[Start Passage given]

2. Summary judgment is properly granted when the pleadings and other matters of record reveal that there is no genuine issue or dispute as to a material fact, and that the moving party is entitled to judgment as a matter of law. Barnd v. Borst, 431 N.E.2d 161 (Ind.Ct. App.1982).
3. The issue before the Court is what is the employment relationship, if any, between Defendant [Schuck] and Defendant [E.B.B.].
4. There is no dispute as to the significant underlying facts regarding the employment relationship between Defendant Schuck and E.B.B. Farms. While it is noted that a written contract is purported to exist, it has not been provided to the Court for consideration. Notwithstanding, the parties do not dispute the terms and conditions under which Defendant Schuck farmed [E.B.B.3]. Accordingly, there appears to be no dispute as to essential elements of the contract, either oral or written.
5. Where the significant underlying facts are undisputed, the Court may properly determine a worker's classification as a matter of law. Moberly v. Day, 757 N.E.2d 1007, 1009 (Ind.2001).
6. Landowners and farmers have undertaken crop-share arrangements in Indiana for well over one hundred years. Scott v. Ramsey, 82 Ind. 330 (1882).

[End Passage given]
[Start Rows]

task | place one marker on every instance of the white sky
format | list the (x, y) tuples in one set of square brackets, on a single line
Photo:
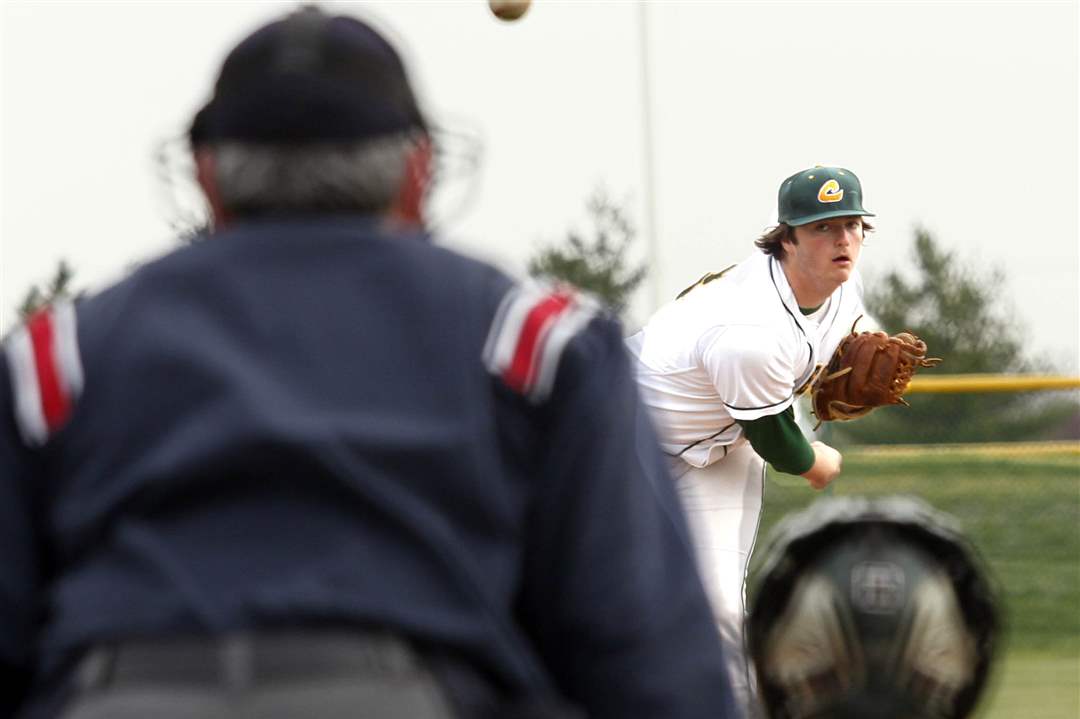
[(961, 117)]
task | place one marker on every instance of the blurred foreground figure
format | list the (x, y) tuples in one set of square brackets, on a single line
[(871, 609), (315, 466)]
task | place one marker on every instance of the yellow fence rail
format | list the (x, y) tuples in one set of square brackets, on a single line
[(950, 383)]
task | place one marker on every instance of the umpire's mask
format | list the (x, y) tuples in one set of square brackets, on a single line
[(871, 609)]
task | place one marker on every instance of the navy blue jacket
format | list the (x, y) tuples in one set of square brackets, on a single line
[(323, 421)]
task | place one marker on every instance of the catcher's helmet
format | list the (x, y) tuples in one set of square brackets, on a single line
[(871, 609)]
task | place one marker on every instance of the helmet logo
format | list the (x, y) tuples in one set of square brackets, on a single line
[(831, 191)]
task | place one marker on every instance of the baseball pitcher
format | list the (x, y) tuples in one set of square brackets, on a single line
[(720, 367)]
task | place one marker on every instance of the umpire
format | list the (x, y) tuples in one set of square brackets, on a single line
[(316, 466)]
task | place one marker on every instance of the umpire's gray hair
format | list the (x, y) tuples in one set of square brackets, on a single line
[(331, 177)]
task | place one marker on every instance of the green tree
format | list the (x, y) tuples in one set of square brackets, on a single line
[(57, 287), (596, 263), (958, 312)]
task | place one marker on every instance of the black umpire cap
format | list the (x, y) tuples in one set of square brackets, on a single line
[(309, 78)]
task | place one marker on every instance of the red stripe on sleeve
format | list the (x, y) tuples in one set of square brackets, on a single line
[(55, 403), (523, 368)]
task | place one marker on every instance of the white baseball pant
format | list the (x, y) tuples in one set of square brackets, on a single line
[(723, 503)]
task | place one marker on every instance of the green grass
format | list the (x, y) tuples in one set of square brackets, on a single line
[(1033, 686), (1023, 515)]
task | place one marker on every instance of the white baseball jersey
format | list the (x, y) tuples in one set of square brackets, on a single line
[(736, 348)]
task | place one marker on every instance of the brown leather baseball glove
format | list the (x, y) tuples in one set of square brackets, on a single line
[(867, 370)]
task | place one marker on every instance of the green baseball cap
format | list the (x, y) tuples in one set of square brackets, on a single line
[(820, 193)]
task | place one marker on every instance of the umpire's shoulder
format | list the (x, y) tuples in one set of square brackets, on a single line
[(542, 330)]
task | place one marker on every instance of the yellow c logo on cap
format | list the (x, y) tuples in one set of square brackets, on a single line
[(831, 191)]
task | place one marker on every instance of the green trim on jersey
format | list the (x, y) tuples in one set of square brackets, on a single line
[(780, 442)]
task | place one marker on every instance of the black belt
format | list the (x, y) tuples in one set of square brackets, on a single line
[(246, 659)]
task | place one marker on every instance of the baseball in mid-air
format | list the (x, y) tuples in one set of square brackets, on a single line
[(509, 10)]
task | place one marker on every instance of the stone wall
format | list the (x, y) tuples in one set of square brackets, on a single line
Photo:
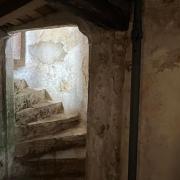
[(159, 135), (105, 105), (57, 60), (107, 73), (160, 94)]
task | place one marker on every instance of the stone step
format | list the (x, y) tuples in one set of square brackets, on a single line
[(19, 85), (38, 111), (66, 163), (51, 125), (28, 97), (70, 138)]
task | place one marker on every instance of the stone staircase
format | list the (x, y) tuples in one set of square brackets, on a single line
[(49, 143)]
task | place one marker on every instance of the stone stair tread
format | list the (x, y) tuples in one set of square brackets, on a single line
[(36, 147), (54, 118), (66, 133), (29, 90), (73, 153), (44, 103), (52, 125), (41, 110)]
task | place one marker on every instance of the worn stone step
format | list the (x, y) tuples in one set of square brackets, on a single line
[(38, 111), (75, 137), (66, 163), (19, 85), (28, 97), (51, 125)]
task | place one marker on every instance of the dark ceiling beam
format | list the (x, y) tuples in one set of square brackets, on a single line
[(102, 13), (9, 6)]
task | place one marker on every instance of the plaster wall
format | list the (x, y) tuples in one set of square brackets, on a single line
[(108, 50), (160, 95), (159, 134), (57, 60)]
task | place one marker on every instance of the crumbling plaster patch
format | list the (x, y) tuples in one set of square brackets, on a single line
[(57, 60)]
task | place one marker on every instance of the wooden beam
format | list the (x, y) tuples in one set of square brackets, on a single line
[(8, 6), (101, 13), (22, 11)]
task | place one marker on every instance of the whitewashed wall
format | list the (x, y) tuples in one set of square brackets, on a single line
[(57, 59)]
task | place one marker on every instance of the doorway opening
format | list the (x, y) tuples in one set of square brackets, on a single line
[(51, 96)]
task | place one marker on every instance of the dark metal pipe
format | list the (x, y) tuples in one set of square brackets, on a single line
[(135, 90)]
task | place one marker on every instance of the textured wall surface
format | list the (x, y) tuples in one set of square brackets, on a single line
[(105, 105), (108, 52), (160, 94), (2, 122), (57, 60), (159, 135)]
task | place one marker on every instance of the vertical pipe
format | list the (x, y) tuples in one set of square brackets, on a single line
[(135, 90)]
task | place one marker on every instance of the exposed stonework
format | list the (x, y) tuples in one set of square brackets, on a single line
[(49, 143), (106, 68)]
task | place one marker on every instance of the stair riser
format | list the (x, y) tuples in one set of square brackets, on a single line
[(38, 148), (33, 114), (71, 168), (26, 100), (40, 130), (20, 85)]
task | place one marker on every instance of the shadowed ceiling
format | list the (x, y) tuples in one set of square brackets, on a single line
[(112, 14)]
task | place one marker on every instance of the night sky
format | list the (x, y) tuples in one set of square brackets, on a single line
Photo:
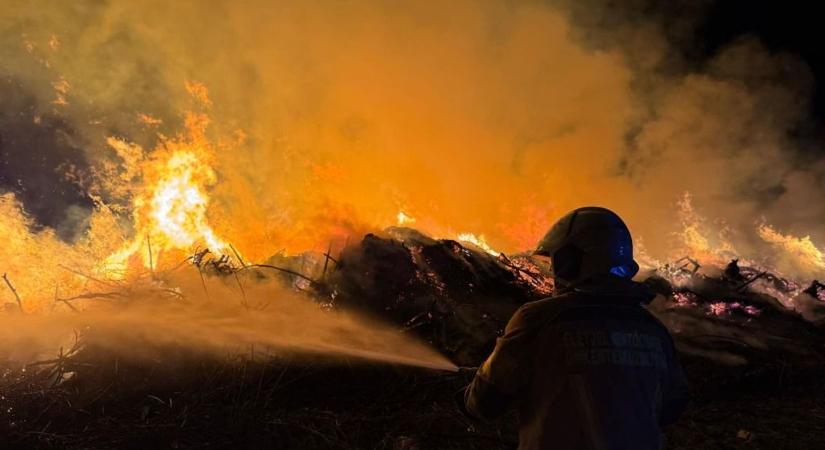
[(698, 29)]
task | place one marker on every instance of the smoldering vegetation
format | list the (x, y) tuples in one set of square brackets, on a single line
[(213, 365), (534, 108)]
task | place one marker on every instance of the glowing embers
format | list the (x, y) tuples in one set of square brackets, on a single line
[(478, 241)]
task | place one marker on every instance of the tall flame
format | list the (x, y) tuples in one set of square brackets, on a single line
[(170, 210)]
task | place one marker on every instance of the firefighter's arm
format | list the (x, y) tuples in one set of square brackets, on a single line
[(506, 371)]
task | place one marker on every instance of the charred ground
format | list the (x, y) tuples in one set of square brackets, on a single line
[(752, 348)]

[End Rows]
[Start Rows]

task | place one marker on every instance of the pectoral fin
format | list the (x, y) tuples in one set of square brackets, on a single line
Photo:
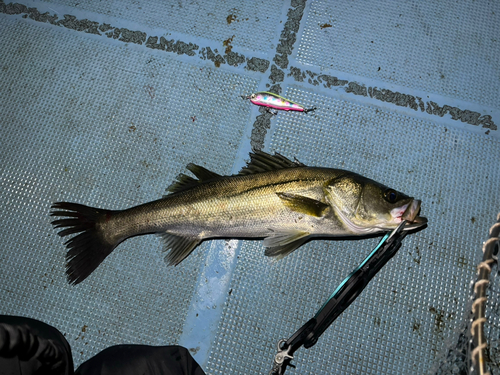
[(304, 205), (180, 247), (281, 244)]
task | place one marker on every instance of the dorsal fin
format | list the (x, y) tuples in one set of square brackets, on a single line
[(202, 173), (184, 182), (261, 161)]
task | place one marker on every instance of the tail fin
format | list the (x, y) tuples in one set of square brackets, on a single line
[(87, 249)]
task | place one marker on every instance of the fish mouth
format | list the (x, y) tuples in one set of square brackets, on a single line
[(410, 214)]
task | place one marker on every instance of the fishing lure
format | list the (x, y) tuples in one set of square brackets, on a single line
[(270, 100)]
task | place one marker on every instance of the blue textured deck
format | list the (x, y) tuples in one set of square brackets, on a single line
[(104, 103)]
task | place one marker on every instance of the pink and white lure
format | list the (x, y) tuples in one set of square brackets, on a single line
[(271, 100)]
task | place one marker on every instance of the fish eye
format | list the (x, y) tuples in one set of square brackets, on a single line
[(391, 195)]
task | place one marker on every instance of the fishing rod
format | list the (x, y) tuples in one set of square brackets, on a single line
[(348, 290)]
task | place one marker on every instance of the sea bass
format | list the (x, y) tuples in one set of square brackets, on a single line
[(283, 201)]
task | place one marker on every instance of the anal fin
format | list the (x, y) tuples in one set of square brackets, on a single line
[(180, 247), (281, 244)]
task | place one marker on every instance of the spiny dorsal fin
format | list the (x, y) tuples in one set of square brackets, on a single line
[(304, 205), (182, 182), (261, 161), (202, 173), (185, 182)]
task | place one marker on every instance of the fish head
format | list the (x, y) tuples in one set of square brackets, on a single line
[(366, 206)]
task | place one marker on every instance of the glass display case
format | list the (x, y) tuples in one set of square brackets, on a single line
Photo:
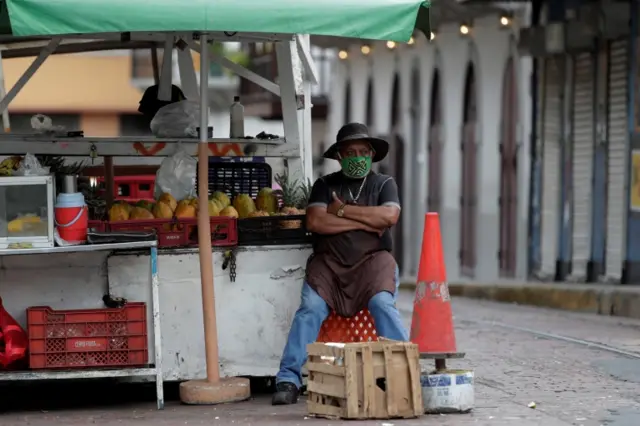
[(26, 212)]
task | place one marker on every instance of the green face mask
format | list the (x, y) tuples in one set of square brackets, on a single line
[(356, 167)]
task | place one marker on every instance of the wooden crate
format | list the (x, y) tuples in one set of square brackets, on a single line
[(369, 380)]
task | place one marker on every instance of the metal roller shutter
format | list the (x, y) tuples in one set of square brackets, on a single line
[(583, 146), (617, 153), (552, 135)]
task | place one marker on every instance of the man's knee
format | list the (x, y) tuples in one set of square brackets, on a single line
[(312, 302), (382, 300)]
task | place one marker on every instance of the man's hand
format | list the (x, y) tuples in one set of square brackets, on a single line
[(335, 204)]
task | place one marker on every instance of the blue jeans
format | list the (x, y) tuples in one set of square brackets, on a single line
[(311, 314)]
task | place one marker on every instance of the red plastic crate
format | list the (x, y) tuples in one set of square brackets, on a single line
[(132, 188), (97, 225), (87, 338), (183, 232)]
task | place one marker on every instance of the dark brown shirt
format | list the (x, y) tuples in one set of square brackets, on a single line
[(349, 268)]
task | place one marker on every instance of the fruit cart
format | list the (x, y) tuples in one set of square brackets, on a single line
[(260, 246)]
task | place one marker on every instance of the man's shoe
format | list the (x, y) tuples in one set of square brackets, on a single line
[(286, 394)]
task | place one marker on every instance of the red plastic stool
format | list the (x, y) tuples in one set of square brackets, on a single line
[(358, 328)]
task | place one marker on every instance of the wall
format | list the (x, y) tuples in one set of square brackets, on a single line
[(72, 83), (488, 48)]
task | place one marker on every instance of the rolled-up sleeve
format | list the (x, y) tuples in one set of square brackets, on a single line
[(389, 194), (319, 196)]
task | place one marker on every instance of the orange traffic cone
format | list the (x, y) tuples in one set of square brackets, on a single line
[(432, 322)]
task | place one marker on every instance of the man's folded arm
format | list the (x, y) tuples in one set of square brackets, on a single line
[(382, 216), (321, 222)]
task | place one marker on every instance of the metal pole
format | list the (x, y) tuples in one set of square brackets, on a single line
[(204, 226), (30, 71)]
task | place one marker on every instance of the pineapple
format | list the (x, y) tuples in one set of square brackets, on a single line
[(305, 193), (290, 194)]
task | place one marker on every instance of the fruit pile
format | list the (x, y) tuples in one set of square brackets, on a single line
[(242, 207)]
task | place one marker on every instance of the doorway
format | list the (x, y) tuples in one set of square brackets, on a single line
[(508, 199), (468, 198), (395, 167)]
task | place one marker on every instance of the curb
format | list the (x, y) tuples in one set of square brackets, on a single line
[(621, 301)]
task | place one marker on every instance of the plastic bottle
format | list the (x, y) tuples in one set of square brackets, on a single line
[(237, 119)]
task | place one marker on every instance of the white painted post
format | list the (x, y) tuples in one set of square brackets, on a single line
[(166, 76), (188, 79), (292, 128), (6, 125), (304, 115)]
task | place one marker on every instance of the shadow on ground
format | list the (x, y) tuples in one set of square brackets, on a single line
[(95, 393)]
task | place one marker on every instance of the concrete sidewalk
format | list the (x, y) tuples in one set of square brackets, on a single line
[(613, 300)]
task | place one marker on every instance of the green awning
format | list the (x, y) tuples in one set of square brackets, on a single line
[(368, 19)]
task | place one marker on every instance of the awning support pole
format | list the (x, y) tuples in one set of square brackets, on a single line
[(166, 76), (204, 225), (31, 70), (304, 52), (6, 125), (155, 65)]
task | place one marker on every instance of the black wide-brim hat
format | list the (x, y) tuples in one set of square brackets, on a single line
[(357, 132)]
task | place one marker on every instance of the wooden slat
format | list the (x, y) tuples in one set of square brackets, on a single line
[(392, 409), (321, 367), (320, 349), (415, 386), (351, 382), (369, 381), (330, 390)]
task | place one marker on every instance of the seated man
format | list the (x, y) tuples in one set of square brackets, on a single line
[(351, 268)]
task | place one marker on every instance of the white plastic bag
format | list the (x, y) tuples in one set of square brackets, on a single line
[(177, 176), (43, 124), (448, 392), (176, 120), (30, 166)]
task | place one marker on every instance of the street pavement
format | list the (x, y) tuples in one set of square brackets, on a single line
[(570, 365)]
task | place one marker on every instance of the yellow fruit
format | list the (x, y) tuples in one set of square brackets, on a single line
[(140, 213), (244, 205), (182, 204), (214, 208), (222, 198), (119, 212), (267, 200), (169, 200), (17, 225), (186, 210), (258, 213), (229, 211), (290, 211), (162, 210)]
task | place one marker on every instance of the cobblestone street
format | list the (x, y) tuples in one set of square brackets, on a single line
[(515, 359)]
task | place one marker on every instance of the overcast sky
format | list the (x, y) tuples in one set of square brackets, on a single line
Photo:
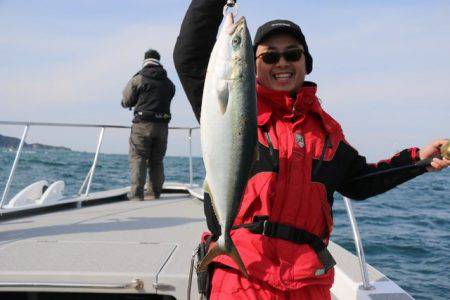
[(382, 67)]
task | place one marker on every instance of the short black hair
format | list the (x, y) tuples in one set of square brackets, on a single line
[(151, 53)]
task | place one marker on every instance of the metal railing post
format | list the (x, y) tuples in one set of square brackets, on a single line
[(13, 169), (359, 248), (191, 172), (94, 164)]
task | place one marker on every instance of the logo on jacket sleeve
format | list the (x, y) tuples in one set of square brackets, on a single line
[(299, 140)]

[End Rows]
[Start Rows]

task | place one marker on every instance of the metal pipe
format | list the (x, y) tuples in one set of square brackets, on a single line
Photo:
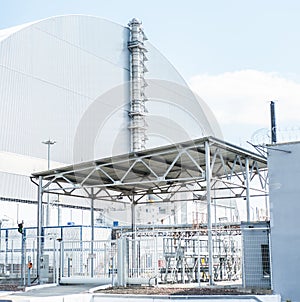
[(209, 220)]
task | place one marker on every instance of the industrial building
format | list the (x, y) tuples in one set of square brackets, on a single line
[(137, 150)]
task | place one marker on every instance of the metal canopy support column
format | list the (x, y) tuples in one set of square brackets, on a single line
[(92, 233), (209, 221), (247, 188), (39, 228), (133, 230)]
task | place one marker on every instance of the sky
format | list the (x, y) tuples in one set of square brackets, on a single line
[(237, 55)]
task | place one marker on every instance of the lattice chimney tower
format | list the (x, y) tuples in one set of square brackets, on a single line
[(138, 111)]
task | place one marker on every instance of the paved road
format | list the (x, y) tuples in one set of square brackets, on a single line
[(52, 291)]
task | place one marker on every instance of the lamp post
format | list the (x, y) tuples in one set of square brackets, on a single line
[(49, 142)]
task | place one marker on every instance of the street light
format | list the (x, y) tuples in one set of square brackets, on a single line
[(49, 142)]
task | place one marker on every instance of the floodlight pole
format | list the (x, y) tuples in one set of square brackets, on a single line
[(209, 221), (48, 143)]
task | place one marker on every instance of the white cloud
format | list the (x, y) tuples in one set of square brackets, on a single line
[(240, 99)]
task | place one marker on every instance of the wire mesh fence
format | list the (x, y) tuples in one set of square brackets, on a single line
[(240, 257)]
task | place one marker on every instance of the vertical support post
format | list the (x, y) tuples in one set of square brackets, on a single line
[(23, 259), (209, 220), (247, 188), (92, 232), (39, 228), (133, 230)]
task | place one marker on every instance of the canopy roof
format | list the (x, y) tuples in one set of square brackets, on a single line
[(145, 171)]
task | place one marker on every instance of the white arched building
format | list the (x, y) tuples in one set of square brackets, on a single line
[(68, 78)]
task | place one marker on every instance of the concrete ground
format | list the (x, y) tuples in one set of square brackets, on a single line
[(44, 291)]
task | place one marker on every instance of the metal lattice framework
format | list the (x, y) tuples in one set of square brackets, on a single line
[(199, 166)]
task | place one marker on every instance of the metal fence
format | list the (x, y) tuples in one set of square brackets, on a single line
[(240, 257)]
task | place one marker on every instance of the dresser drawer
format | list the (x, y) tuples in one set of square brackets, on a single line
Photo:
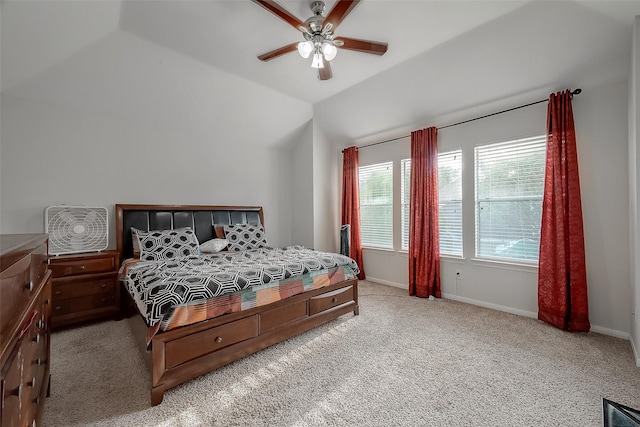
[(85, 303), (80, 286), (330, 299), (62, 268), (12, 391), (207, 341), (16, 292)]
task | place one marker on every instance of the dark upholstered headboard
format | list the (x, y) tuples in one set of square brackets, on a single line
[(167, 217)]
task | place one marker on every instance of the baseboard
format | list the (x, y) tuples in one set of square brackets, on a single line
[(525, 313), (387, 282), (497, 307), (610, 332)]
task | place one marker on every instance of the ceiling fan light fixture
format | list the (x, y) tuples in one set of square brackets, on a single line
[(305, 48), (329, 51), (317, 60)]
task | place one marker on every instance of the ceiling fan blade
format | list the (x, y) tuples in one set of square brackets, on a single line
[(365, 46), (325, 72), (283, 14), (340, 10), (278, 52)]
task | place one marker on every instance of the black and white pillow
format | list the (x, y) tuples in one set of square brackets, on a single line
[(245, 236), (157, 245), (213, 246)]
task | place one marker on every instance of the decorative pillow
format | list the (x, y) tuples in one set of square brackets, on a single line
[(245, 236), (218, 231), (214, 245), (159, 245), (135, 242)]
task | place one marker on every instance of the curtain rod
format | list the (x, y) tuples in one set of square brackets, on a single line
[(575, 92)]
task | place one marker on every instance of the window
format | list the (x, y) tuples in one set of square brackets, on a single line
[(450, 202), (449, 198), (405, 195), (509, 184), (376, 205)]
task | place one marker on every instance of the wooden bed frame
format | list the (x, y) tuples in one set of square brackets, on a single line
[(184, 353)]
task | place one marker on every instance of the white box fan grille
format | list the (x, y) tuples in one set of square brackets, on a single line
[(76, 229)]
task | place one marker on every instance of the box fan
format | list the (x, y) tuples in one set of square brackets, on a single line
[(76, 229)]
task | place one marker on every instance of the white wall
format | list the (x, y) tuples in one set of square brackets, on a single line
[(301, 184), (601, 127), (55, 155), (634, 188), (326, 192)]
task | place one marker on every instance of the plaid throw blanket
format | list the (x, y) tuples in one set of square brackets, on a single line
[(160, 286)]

[End Rows]

▸ Exercises to complete
A. Translate this sentence from the summary judgment passage into Spanish: "Where the significant underlying facts are undisputed, the Court may properly determine a worker's classification as a matter of law."
B. In the rows, update the stretch from the line containing "the white sky" through the line containing "[(950, 383)]" by replacing "tuples" with "pairs" and keeping everything else the same. Return only those lines, and leave the pictures out.

▸ Answers below
A. Cuando los hechos subyacentes significativos no son objeto de controversia, el Tribunal puede determinar debidamente la clasificación de un trabajador como cuestión de derecho.

B.
task | place one marker on every instance of the white sky
format | list the (x, y) pairs in one set of square brackets, on a single line
Photo:
[(961, 117)]
task | place one marker on every instance of the blurred foreground figure
format | list the (x, y) pairs in one set of square brackets, on a single line
[(871, 609), (315, 466)]
task | place one marker on every instance of the yellow fence rail
format | list the (x, y) pairs in one set of square brackets, on a single line
[(950, 383)]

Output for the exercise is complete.